▶ _Task objective_
Set out each line from the following listing that includes the word "mountain".

++++++++++++++++++++

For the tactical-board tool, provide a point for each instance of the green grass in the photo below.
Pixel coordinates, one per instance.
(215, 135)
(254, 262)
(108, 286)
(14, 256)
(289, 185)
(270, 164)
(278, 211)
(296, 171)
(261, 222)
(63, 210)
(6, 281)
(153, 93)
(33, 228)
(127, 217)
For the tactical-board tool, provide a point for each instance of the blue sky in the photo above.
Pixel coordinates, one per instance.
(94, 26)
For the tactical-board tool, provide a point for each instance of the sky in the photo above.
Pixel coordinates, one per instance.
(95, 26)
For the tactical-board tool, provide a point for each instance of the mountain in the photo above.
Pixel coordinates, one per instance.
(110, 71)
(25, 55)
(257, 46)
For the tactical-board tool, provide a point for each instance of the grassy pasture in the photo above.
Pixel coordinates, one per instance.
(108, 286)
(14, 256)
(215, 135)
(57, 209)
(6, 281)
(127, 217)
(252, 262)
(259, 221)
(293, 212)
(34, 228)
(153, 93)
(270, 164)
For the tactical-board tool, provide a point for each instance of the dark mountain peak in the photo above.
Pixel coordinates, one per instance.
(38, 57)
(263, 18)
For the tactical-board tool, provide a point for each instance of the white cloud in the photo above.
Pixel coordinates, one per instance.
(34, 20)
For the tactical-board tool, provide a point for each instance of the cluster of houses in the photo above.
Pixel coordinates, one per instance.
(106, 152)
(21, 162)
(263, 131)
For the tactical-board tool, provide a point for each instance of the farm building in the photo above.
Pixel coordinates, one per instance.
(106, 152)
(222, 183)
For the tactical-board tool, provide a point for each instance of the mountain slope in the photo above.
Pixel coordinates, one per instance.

++++++++++++++++++++

▶ _Solution to the problem_
For the tactical-board tool, provide a point for each instance of the mountain in the photo above.
For the tactical-board tool, provide a point for each instance of the dark mountain peak in the photo above.
For the tactical-board tool, provide a point for each instance of the mountain slope in the photo above.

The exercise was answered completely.